TEXTO DE LEITURA:
........

Apesar da pouca idade, Lyra é um dos mais instruídos da nova legislatura. Nascido em Belém do Pará, formou-se pelo Instituto Militar de Engenharia (IME). É também doutorando em economia pelo Instituto de Matemática Pura e Aplicada (Impa), onde fez mestrado em finanças. Ele promete se opôr à regularização do aplicativo Uber e de seus concorrentes e atuar nas áreas de educação e saúde. Sobre o excesso de proposições sem relevância da atual legislatura (67% do total de projetos apresentados por vereadores reeleitos, conforme O GLOBO publicou ontem), Lyra garante que seu mandato terá poucas moções e homenagens:
— Não digo que não farei nenhuma. Mas umas dez, em quatro anos, está de bom tamanho.
Aos 71 anos, o vereador Cesar Maia é o mais velho da Casa. Carrega a experiência de ter sido prefeito do Rio durante 12 anos (1993-1996, 2001-2014 e 2005-2008), mas ainda é novato no Legislativo, indo para seu segundo mandato. Cesar diz — e seus colegas confirmam — que consegue transitar bem entre oposição e governo:
— Acho que há um reconhecimento não pela idade, mas pelo fato de ter sido prefeito três vezes e por me comportar como um vereador vibrante, novato. Se a oposição não consegue uma assinatura para fazer uma emenda, eu a consigo, de vez em quando. Consigo furar esse bloqueio.

........

ENTRADAS FORNECIDAS:

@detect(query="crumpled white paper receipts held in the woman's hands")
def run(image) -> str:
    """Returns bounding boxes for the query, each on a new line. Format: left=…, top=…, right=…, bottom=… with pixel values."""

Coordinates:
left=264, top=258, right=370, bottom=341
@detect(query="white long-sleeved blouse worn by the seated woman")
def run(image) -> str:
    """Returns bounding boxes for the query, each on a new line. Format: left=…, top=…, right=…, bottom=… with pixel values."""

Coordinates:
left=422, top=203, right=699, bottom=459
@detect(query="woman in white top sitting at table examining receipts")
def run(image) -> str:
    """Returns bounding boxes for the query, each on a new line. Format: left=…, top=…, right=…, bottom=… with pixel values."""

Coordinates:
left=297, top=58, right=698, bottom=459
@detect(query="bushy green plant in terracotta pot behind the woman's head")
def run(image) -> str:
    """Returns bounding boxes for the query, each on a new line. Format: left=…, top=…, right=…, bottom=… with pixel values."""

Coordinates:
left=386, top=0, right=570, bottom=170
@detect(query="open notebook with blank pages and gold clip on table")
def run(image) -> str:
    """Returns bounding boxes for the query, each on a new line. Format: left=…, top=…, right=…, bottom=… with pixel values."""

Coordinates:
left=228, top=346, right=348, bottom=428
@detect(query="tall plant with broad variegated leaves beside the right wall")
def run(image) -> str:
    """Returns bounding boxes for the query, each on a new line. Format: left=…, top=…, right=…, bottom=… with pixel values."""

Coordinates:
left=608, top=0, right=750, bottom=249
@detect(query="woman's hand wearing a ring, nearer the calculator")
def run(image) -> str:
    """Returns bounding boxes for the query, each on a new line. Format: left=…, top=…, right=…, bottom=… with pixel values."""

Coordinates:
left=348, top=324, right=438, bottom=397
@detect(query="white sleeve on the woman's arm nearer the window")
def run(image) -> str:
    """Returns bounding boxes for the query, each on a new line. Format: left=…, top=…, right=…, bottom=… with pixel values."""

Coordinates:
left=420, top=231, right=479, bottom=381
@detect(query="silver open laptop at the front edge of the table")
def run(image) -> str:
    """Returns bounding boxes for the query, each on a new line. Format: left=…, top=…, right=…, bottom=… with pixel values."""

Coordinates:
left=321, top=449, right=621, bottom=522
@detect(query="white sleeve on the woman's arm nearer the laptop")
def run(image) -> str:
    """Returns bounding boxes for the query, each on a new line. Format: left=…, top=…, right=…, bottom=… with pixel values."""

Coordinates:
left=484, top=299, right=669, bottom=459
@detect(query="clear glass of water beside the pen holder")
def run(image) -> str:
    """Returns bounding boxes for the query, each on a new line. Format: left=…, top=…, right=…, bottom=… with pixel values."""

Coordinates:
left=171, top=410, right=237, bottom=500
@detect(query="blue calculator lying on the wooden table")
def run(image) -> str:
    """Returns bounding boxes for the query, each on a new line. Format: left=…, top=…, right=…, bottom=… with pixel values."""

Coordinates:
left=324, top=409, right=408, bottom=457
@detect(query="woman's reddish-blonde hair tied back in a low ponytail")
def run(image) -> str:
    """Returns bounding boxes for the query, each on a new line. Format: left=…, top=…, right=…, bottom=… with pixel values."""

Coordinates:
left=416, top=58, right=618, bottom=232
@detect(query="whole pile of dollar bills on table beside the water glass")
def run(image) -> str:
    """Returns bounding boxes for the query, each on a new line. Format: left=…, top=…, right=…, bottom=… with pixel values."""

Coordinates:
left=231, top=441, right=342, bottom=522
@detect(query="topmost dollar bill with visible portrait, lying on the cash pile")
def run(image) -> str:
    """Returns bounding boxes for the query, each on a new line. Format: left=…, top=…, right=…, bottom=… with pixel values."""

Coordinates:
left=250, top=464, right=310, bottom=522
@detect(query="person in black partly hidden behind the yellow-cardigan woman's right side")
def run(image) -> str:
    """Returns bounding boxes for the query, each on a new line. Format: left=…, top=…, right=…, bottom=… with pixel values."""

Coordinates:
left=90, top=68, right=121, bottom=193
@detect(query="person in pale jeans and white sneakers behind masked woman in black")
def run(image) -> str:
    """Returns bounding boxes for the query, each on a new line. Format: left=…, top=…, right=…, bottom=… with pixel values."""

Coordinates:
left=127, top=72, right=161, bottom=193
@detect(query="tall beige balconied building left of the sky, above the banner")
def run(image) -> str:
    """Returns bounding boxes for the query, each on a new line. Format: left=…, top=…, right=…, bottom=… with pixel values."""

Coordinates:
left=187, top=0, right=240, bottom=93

........

EXERCÍCIOS PROPOSTOS:
1 > Indique se cada afirmação abaixo está de acordo com o texto de leitura. Responda sim ou não e cite literalmente o trecho do texto que decide cada caso. (a) Lyra nasceu em Belém do Pará. (b) Lyra fez mestrado em economia no Impa. (c) No Legislativo, Cesar Maia está indo para seu primeiro mandato.
2 > Reescreva em forma de lista o parágrafo do texto de leitura que começa com "Apesar da pouca idade" e mantenha os fatos principais.
3 > Prossiga com o texto de leitura sobre os vereadores a partir do ponto em que ele termina.

RESPOSTAS EM SEQUÊNCIA:
1 >
(a) Sim: "Nascido em Belém do Pará".
(b) Não: "onde fez mestrado em finanças".
(c) Não: "indo para seu segundo mandato".

2 >
- Apesar da pouca idade, Lyra é um dos mais instruídos da nova legislatura.
- Nasceu em Belém do Pará e formou-se pelo Instituto Militar de Engenharia (IME).
- É doutorando em economia pelo Impa, onde fez mestrado em finanças.
- Promete se opor à regularização do Uber e de seus concorrentes e atuar nas áreas de educação e saúde.
- Sobre o excesso de proposições sem relevância na atual legislatura (67% dos projetos de vereadores reeleitos, segundo O GLOBO), garante que seu mandato terá poucas moções e homenagens.

3 >
Coordenador de mobilização da Rede Meu Rio, que busca aproximar os cariocas da política e que acompanhou as principais atividades desta legislatura, João Mauro Senise disse que vai intensificar o trabalho de monitoramento nos próximos anos.
— Vamos ter um desafio maior, pois tivemos uma pulverização na Câmara. É bom, porque espalha a força política, mas também atrapalha um pouco o prefeito que será eleito. Tanto Marcelo Freixo (do PSOL) quanto Crivella terão que negociar bastante. Vamos voltar a fazer um acompanhamento semanal das pautas, marcando presença e cobrando dos vereadores — afirma Senise. — O município já tem mais de seis mil leis. Não faltam novas leis. Falta fiscalizar o Executivo.
Fonte: O Globo.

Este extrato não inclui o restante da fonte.